#### Kayıtlı satırlar
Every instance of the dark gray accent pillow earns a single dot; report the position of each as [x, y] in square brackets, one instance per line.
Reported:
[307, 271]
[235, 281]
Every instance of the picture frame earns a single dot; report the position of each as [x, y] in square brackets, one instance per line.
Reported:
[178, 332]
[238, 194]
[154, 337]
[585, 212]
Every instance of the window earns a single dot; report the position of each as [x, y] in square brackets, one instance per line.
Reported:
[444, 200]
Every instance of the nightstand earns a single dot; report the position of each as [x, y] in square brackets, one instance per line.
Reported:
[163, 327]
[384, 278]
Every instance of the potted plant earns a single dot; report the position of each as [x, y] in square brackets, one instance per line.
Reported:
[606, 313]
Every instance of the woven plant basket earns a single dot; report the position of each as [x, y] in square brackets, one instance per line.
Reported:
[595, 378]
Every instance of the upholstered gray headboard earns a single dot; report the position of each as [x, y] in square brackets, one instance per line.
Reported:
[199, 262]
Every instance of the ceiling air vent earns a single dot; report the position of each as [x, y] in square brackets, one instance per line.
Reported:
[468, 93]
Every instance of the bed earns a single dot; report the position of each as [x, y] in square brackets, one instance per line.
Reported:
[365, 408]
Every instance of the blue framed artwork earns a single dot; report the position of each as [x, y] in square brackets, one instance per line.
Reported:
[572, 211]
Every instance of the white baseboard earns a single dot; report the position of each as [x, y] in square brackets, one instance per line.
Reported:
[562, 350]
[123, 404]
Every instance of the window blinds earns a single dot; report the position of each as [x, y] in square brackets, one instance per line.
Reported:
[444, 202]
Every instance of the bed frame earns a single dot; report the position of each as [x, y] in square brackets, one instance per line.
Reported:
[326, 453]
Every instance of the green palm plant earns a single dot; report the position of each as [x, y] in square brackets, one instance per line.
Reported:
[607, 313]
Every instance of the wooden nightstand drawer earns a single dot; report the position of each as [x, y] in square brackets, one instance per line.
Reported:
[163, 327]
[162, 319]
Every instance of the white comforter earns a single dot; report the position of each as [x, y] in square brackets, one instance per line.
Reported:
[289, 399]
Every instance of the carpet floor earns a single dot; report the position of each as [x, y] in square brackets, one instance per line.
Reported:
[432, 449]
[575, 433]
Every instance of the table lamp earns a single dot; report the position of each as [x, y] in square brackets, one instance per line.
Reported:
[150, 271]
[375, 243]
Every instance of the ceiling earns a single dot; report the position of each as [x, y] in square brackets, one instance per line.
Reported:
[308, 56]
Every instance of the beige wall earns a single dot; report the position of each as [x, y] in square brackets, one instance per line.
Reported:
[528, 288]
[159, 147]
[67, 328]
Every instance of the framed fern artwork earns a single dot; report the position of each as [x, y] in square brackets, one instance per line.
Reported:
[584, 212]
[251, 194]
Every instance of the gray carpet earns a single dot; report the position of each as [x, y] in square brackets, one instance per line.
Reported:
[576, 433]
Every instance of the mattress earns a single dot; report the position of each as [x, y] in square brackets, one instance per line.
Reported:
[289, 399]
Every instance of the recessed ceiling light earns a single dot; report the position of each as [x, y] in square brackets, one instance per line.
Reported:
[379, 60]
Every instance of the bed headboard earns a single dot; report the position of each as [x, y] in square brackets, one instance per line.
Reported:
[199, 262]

#### Kısa görev
Yukarıdaki kayıtların tamamını baştan sona, hiçbir satırı değiştirmeden yeniden yazın.

#### Tamamlanan görev
Every instance of the dark gray accent pillow earns a single dot; report the position of each as [x, y] in square brackets, one instance per line.
Reported:
[307, 271]
[235, 281]
Every instance of the picture frame earns a single dot; report the position of each as [x, y] in square brackets, one instance per line.
Reported:
[178, 332]
[238, 194]
[154, 337]
[585, 212]
Every instance of the window earns a single dot; report the position of each as [x, y] in square brackets, one instance per line.
Reported:
[444, 200]
Every instance of the nightstand earns a single dot; report the position of each as [x, y] in square brackets, one instance per line.
Reported:
[163, 327]
[384, 278]
Every instance of the potted plant earns a single dot; report the position of each as [x, y] in square brackets, one instance per line.
Reported:
[606, 313]
Every instance of the woven plant basket earns a single dot; report the position of each as [x, y] in square brackets, one instance per line.
Reported:
[595, 378]
Every instance of the upholstered gray headboard earns a single dot; report the position of each as [x, y] in square brackets, one instance per line.
Reported:
[199, 262]
Every instance of the ceiling air vent earns a single dot; report the position of each as [x, y] in square brackets, one instance per line.
Reported:
[468, 93]
Every instance of the bed earns a single dot; report the position of each as [x, y] in square brackets, one instance per line.
Reported:
[365, 408]
Every instance of the blue framed artwork earns a single dot; report the position of each as [x, y] in square brackets, one instance per line.
Reported:
[572, 211]
Every instance of the white baseboard earns a single dot; report the position of each as [x, y] in square brackets, one instance per line.
Reported:
[562, 350]
[123, 404]
Every instance of the window blinds earns a single dot; report the position of each as [x, y] in square brackets, one instance per line.
Reported:
[444, 202]
Every instance of the bed frame earns a single dot; report the position of each as [x, y] in square brackets, one instance per line.
Reported:
[326, 453]
Every instance of the green palm plant earns a single dot; report the position of each as [x, y] in square brackets, one instance per line.
Reported:
[607, 313]
Every instance of the wooden nightstand drawer earns a single dot; report the position of each as [x, y] in square brackets, one instance per line.
Reported:
[163, 327]
[162, 319]
Every instance of the white comforter earns a single dot; report the position of each as [x, y] in square brackets, one instance per line.
Reported:
[289, 399]
Every instance of the carpet floor earns a single dot; report the position of each as [x, y] in square brackets, one instance per line.
Reported:
[432, 449]
[575, 433]
Every instance of the table lamp earns a single dot; report the position of each as [x, y] in square brackets, one instance per line.
Reported:
[150, 271]
[375, 243]
Every instance of the ceiling earns a single dot; report the position of each as [x, y] in square brackets, one instance per line.
Reported:
[308, 56]
Every instance of the beige wall earns a single dot; report the position of each as [x, y] in square brackets, one instance per line.
Reported:
[528, 288]
[159, 147]
[67, 328]
Every instance of the framed fern artwork earns a single dot; report the position of each as [x, y] in square brackets, one instance per line.
Reported:
[584, 212]
[251, 194]
Every instance of the gray carpet earns a single dot; report the position of each as [x, y] in square brackets, one instance per line.
Reported:
[576, 433]
Every instance of the mattress earns a single dot; report the position of each as [x, y] in square brackets, one instance per line.
Reported:
[289, 399]
Every instance of the recessed ceiling light earns a single dot; report the position of each as [x, y] in square brackets, one instance per line.
Reported:
[379, 60]
Every instance of the bed headboard earns a single dot; report the position of each as [x, y] in square brackets, one instance per line.
Reported:
[199, 262]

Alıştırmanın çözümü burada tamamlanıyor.